▶ _SELECTED EXTRACT_
A client who arrives in the postanesthesia care unit (PACU) after surgery is not awake from general anesthesia. Which action should the nurse implement first? A. Assess for deep tendon reflexes. B. Observe urinary output. C. Review the medication administration record (MAR). D. Administer naloxone (Narcan).

Rationale: Most general anesthetics produce cardiovascular and respiratory depression, so a review of the client's MAR identifies all the medications (C) received during surgery and helps the nurse anticipate the client's response and emergence from anesthesia. (A and B) are ongoing postoperative assessments. Based on the medications that the client has received, (D) may need to be administered if indicated by the client's vital signs and delayed spontaneous reactivity.

A 3-year-old boy is admitted to the emergency department after ingesting an unknown amount of phenobarbital (Luminal) elixir prescribed for his brother's seizure disorder. Which nursing intervention should the nurse implement first? A. Administer syrup of ipecac. B. Take the child's vital signs. C. Draw a blood specimen for a phenobarbital level. D. Teach the mother safe medication storage practices.

Rationale: Phenobarbital causes respiratory depression, so the priority intervention is assessment of vital signs (B). (A, C, and D) are actions that may all be used in the treatment of this child, but they do not have the priority of (B).

A client is receiving oral griseofulvin (Grisactin) for a persistent tinea corporis infection. Which response by the client indicates an accurate understanding of the drug teaching conducted by the nurse? A. "I'll wear sunscreen whenever I mow the lawn." B. "This is the worse bacterial infection I've ever had." C. "I will need to take the medication for 7 days." D. "My urine will probably turn brown due to this drug."

Rationale: Photosensitivity is a side effect of griseofulvin (Grisactin), so clients should be cautioned to wear protective sunscreen during sun exposure (A). (B, C, and D) are not accurate statements about side effects of this medication.

▶ _REQUIRED TASKS_
(a) Using the nursing practice questions, answer each item on its own line:
(i) According to the first rationale, what do most general anesthetics produce?
(ii) What did the 3-year-old boy ingest?
(iii) Which side effect of griseofulvin (Grisactin) does the last rationale name?
(b) Transcribe the portion of the nursing practice questions between "A client is" and "of this medication.", inclusive.
The rows after this point are not needed for any of the work.

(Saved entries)

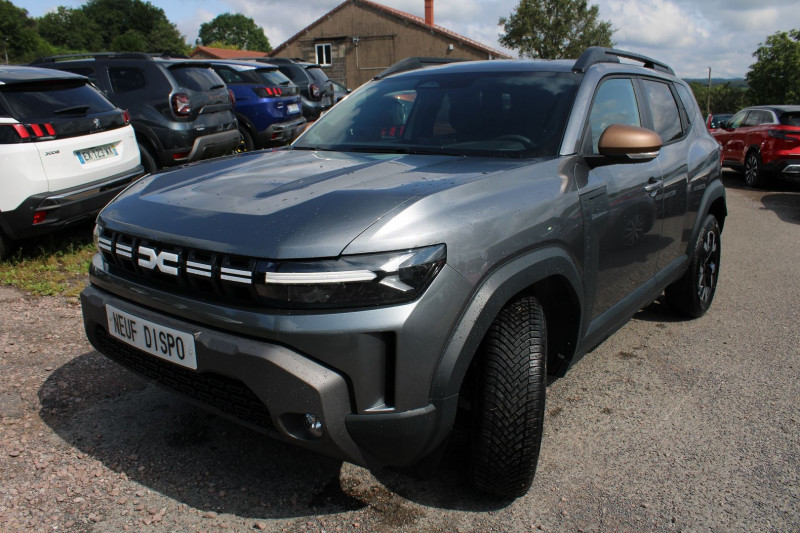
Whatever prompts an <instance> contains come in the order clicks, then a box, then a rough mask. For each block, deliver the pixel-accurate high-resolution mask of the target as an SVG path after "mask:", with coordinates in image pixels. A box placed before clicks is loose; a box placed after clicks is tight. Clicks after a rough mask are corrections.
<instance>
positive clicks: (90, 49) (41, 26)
mask: <svg viewBox="0 0 800 533" xmlns="http://www.w3.org/2000/svg"><path fill="white" fill-rule="evenodd" d="M37 28H38V30H39V35H40V36H41V37H42V38H44V39H46V40H47V41H48V42H49V43H50V44H53V45H56V46H59V47H62V48H65V49H67V50H72V51H98V50H101V49H102V48H103V40H102V37H101V35H100V26H98V24H97V23H96V22H95V21H94V20H92V19H91V18H89V17H88V16H87V15H86V13H84V12H83V11H82V10H80V9H71V8H68V7H64V6H60V7H59V8H58V9H57V10H56V11H51V12H50V13H46V14H45V15H44V16H42V17H41V18H39V19H38V21H37Z"/></svg>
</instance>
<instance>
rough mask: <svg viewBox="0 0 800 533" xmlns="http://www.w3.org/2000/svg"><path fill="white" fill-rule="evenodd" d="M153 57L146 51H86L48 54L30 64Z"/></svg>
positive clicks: (144, 57) (141, 58)
mask: <svg viewBox="0 0 800 533" xmlns="http://www.w3.org/2000/svg"><path fill="white" fill-rule="evenodd" d="M84 58H86V59H88V58H93V59H150V60H152V59H153V56H151V55H150V54H145V53H144V52H99V53H93V52H86V53H83V54H62V55H57V56H47V57H40V58H38V59H34V60H33V61H31V62H30V63H28V64H29V65H41V64H44V63H56V62H57V61H66V60H69V59H84Z"/></svg>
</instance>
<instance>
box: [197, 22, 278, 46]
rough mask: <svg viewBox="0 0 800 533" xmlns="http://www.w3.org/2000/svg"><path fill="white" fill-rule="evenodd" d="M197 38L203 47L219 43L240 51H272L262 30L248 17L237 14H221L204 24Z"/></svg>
mask: <svg viewBox="0 0 800 533" xmlns="http://www.w3.org/2000/svg"><path fill="white" fill-rule="evenodd" d="M198 37H199V40H200V43H201V44H202V45H203V46H209V45H210V44H211V43H214V42H221V43H225V44H228V45H232V46H235V47H236V48H238V49H240V50H256V51H259V52H269V51H271V50H272V46H270V44H269V39H267V36H266V35H264V30H263V29H262V28H261V27H260V26H257V25H256V23H255V21H254V20H253V19H251V18H250V17H246V16H244V15H241V14H238V13H237V14H233V13H223V14H221V15H218V16H217V17H216V18H215V19H214V20H212V21H211V22H204V23H203V24H201V25H200V32H199V34H198Z"/></svg>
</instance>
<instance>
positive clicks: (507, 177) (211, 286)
mask: <svg viewBox="0 0 800 533" xmlns="http://www.w3.org/2000/svg"><path fill="white" fill-rule="evenodd" d="M620 56H621V57H625V58H628V59H632V60H634V61H637V62H638V63H640V64H641V66H638V65H634V64H630V63H621V62H620V61H619V57H620ZM725 216H726V203H725V191H724V188H723V185H722V182H721V181H720V154H719V146H718V144H717V143H716V142H715V141H714V140H713V139H712V138H711V136H710V135H709V133H708V131H707V130H706V128H705V125H704V123H703V117H702V115H701V114H700V110H699V108H698V106H697V103H696V102H695V100H694V98H693V96H692V93H691V91H690V89H689V87H688V86H687V85H686V84H685V83H684V82H683V81H681V80H680V79H679V78H677V77H676V76H675V75H674V74H673V72H672V70H671V69H670V68H669V67H667V66H666V65H663V64H661V63H659V62H657V61H655V60H652V59H649V58H646V57H643V56H638V55H636V54H632V53H628V52H622V51H617V50H613V49H601V48H590V49H588V50H587V51H586V52H585V53H584V54H583V55H582V56H581V57H580V58H579V59H578V60H577V61H564V60H560V61H484V62H461V63H454V64H450V65H443V66H435V67H429V68H422V69H418V70H413V71H409V72H403V73H398V74H394V75H391V76H387V77H385V78H382V79H377V80H374V81H372V82H370V83H368V84H367V85H365V86H363V87H362V88H360V89H358V90H356V91H354V92H353V93H352V94H351V95H350V96H349V97H348V98H346V99H345V100H343V101H342V102H341V103H339V104H337V105H336V106H335V107H334V108H333V109H331V111H329V112H328V113H327V114H326V115H325V116H324V117H323V118H322V119H321V120H320V121H318V122H317V123H316V124H315V125H313V126H312V127H311V128H310V129H308V130H307V131H306V132H305V133H303V135H301V136H300V137H299V138H298V139H297V141H295V143H294V144H293V145H292V147H291V149H289V150H284V151H278V152H273V153H247V154H242V155H241V156H239V157H235V158H230V159H225V160H216V161H213V162H209V163H207V164H205V165H203V166H202V167H194V168H183V169H180V170H176V171H173V172H168V173H165V174H162V175H159V176H153V177H150V178H145V179H144V180H141V181H139V182H137V183H136V184H134V185H132V186H131V187H129V188H128V190H127V191H126V192H125V193H123V194H122V195H121V196H119V197H118V198H117V199H116V200H115V201H114V202H112V203H111V204H110V205H109V206H108V207H107V208H106V209H105V210H104V211H103V212H102V213H101V214H100V215H99V217H98V220H97V230H96V236H97V243H98V249H99V253H98V254H97V255H95V257H94V259H93V262H92V265H91V272H90V276H91V285H90V286H89V287H87V288H86V289H85V291H84V292H83V295H82V302H83V313H84V321H85V329H86V333H87V335H88V337H89V339H90V340H91V342H92V344H93V345H94V346H95V347H96V348H97V349H98V350H99V351H100V352H102V353H104V354H106V355H107V356H109V357H110V358H112V359H114V360H116V361H119V362H120V363H122V364H123V365H125V366H127V367H129V368H132V369H134V370H135V371H137V372H140V373H141V374H143V375H145V376H148V377H150V378H152V379H153V380H155V381H157V382H159V383H162V384H163V385H165V386H167V387H171V388H173V389H175V390H177V391H179V392H180V393H182V394H184V395H185V396H187V397H189V398H193V399H195V400H197V401H198V402H200V403H202V404H203V405H205V406H206V407H208V408H209V409H211V410H212V411H214V412H216V413H219V414H222V415H225V416H228V417H231V418H234V419H236V420H239V421H240V422H242V423H243V424H245V425H247V426H249V427H252V428H255V429H258V430H261V431H264V432H267V433H269V434H272V435H275V436H277V437H279V438H282V439H284V440H286V441H289V442H293V443H296V444H297V445H300V446H303V447H306V448H308V449H311V450H316V451H318V452H322V453H325V454H329V455H331V456H334V457H338V458H341V459H344V460H347V461H352V462H354V463H357V464H360V465H365V466H367V467H370V468H379V467H383V466H386V465H394V466H396V467H413V466H414V465H417V466H419V465H420V463H421V462H423V461H424V464H425V465H430V464H432V461H433V459H435V457H436V456H437V454H439V453H441V450H442V449H443V448H444V446H445V443H446V442H447V438H448V435H449V434H450V433H451V430H452V429H453V426H454V422H455V420H456V415H457V414H459V413H460V414H461V415H463V416H459V420H467V421H468V428H467V429H466V430H467V431H469V432H470V433H471V438H470V439H469V442H470V443H471V444H470V446H471V450H470V468H469V472H470V477H471V480H472V483H473V484H474V486H475V487H476V488H477V489H479V490H481V491H486V492H489V493H491V494H494V495H499V496H503V497H512V496H519V495H521V494H524V493H525V492H526V491H527V490H528V488H529V487H530V484H531V481H532V479H533V476H534V472H535V470H536V464H537V459H538V454H539V447H540V443H541V438H542V424H543V421H544V412H545V411H544V410H545V392H546V377H547V374H548V373H551V374H556V375H559V374H563V373H564V372H565V371H566V370H567V368H569V367H570V365H573V364H575V362H576V361H578V360H579V359H580V358H581V356H583V355H584V354H586V353H587V352H589V351H590V350H592V348H593V347H595V346H596V345H597V344H599V343H600V342H602V341H603V340H604V339H605V338H607V337H608V336H609V335H611V334H612V333H613V332H614V331H615V330H617V329H618V328H620V327H621V326H622V325H623V324H625V323H626V322H627V321H628V320H629V319H630V318H631V316H632V315H633V314H634V313H636V311H638V310H639V309H641V308H642V307H644V306H647V305H649V304H650V303H652V302H653V301H654V300H656V299H657V298H659V297H660V295H662V293H666V294H665V297H666V301H667V302H668V303H669V305H670V306H671V307H672V308H673V309H674V310H675V311H676V312H677V313H679V314H681V315H685V316H689V317H699V316H700V315H702V314H704V313H705V312H706V311H707V310H708V308H709V306H710V304H711V302H712V299H713V297H714V292H715V289H716V285H717V279H718V275H719V266H720V233H721V230H722V227H723V224H724V221H725Z"/></svg>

▶ _SOLUTIONS TO THE PROBLEMS_
(a)
(i) Cardiovascular and respiratory depression.
(ii) An unknown amount of phenobarbital (Luminal) elixir prescribed for his brother's seizure disorder.
(iii) Photosensitivity.

(b)
A client is receiving oral griseofulvin (Grisactin) for a persistent tinea corporis infection. Which response by the client indicates an accurate understanding of the drug teaching conducted by the nurse? A. "I'll wear sunscreen whenever I mow the lawn." B. "This is the worse bacterial infection I've ever had." C. "I will need to take the medication for 7 days." D. "My urine will probably turn brown due to this drug."

Rationale: Photosensitivity is a side effect of griseofulvin (Grisactin), so clients should be cautioned to wear protective sunscreen during sun exposure (A). (B, C, and D) are not accurate statements about side effects of this medication.